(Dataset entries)
◆ ◆ ◆

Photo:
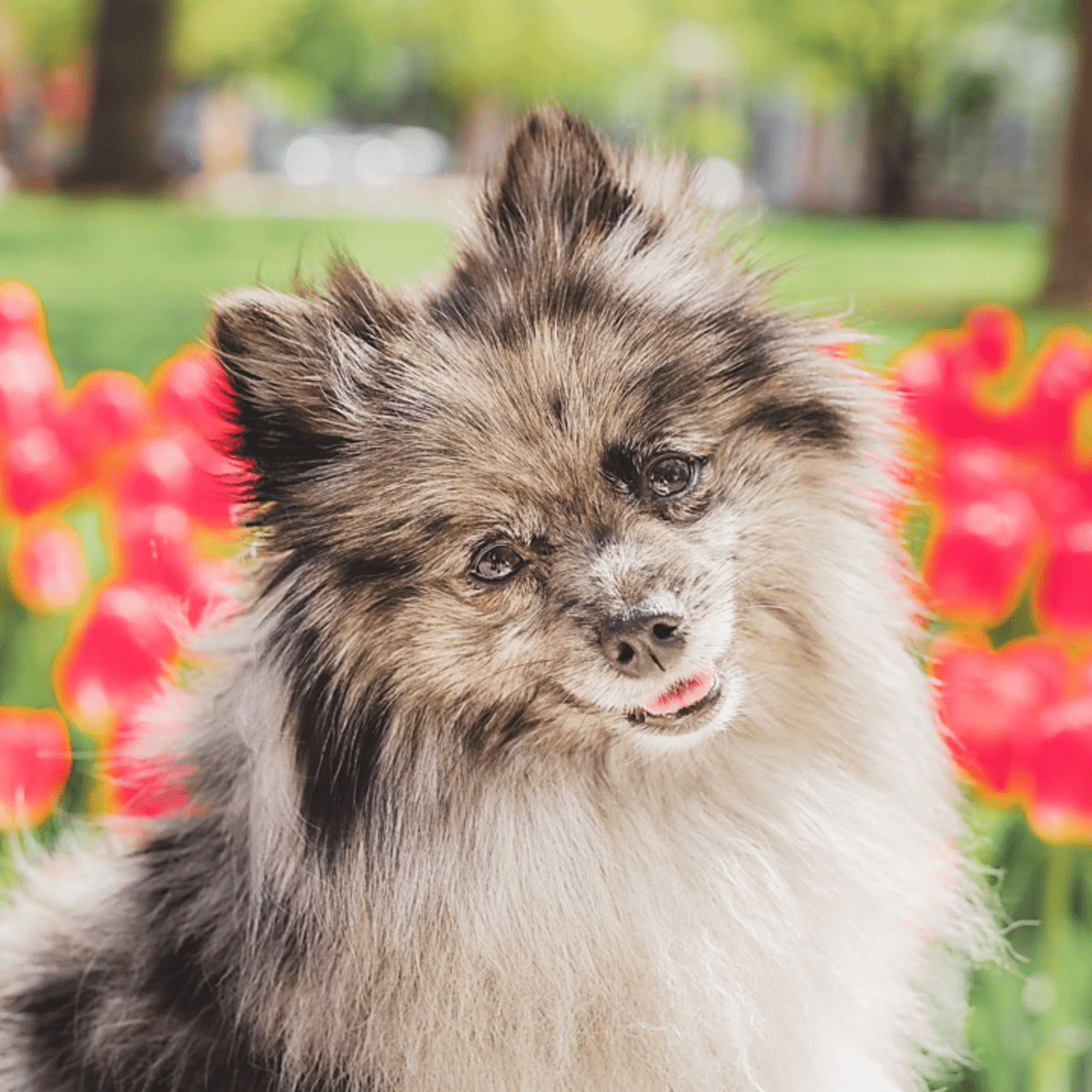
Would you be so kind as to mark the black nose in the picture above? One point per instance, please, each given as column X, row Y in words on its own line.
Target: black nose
column 643, row 642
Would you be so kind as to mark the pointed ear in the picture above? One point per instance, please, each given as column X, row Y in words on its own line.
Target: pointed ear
column 558, row 183
column 278, row 353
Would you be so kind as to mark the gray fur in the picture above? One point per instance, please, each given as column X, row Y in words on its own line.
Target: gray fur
column 436, row 842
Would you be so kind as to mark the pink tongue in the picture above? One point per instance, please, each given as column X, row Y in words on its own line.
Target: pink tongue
column 686, row 693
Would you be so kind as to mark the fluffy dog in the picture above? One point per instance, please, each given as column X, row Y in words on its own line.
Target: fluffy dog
column 573, row 735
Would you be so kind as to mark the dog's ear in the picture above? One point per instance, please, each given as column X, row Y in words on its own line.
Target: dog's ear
column 557, row 184
column 279, row 353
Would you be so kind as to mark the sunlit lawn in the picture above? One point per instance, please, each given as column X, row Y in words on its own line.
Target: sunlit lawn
column 125, row 281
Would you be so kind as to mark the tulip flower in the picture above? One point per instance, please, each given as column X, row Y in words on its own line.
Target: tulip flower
column 117, row 658
column 48, row 566
column 35, row 759
column 989, row 703
column 143, row 773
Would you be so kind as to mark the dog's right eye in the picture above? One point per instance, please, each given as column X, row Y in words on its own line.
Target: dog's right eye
column 497, row 562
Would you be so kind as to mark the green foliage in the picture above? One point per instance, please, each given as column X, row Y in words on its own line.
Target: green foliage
column 52, row 32
column 861, row 45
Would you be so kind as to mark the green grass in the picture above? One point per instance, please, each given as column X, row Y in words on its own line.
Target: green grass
column 125, row 282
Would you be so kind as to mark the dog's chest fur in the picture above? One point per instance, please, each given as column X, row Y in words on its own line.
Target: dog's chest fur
column 445, row 835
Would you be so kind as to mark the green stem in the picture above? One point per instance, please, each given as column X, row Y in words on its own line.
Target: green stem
column 1051, row 1071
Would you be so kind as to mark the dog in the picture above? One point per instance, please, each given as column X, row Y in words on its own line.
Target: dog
column 573, row 735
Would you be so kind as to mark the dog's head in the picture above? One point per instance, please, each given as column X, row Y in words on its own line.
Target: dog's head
column 535, row 506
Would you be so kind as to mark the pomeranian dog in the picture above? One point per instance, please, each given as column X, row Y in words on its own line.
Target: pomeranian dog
column 573, row 736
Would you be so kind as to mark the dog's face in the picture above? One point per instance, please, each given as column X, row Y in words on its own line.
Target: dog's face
column 534, row 506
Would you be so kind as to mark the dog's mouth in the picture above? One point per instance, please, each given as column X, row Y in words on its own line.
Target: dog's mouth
column 677, row 709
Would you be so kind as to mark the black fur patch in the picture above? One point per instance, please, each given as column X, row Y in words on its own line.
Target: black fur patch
column 554, row 150
column 811, row 423
column 496, row 729
column 621, row 465
column 339, row 738
column 369, row 568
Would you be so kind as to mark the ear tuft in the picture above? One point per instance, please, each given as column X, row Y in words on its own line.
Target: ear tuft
column 558, row 183
column 278, row 355
column 359, row 306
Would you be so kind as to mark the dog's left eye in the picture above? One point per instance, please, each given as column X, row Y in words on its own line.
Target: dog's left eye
column 671, row 476
column 497, row 562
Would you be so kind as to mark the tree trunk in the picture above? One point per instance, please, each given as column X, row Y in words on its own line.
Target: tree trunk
column 891, row 150
column 1070, row 277
column 131, row 56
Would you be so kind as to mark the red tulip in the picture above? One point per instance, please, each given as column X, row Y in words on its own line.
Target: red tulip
column 218, row 485
column 938, row 385
column 143, row 770
column 191, row 389
column 989, row 703
column 31, row 383
column 1057, row 773
column 48, row 566
column 1043, row 420
column 118, row 656
column 107, row 409
column 994, row 334
column 36, row 469
column 157, row 549
column 980, row 555
column 158, row 470
column 35, row 759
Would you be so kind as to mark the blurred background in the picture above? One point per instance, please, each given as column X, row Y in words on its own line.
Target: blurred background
column 902, row 162
column 906, row 157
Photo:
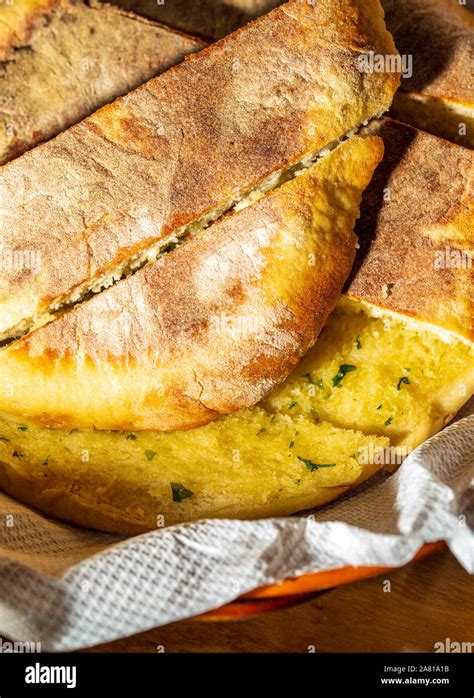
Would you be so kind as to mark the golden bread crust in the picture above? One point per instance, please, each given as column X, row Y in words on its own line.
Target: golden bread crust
column 416, row 231
column 208, row 18
column 212, row 326
column 185, row 144
column 439, row 35
column 18, row 20
column 72, row 67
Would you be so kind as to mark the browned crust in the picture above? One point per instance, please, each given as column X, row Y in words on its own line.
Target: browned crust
column 427, row 222
column 439, row 35
column 19, row 19
column 211, row 327
column 187, row 142
column 211, row 19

◆ ◆ ◆

From the records above, transcribe exactly the lines starting at the one containing "Target: black fur patch" and ending at the one containing "Would you be so kind as to mark the golden". Skip the pictures.

Target: black fur patch
column 554, row 150
column 811, row 423
column 496, row 729
column 621, row 465
column 339, row 738
column 369, row 568
Would you be so kind as to mark the ear tuft in the picture above? One point per instance, please, each given as column X, row Y in words on its own line.
Target: ear tuft
column 558, row 183
column 278, row 355
column 359, row 306
Would you be so kind as to mark the dog's left eye in the picture above? One point per instance, please, each given as column X, row Y in words on its own line.
Target: dog's left eye
column 671, row 476
column 497, row 562
Would you be so kind as to mark the tree trunk in the picture above? One point per instance, please, each given as column X, row Y in words on its own line.
Target: tree trunk
column 891, row 150
column 1070, row 277
column 131, row 56
Would you be so kind as to mark the red tulip in the picture above? One point per instance, please, each given as column X, row Y in words on its own line.
Target: red tulip
column 218, row 485
column 938, row 385
column 143, row 770
column 191, row 389
column 989, row 703
column 31, row 383
column 1057, row 773
column 48, row 566
column 1043, row 420
column 118, row 656
column 107, row 409
column 994, row 334
column 36, row 469
column 157, row 549
column 980, row 555
column 158, row 470
column 35, row 759
Would you be so kind as to mark the blurred background in the picture above? One point per instance, please, each given as column X, row Y in words on its own line.
Target: blurred background
column 902, row 162
column 906, row 157
Photo:
Would you be so kind as to mark the golden bread crust in the picture above? One point per instance, please, each given as column X, row Y in words on its own line.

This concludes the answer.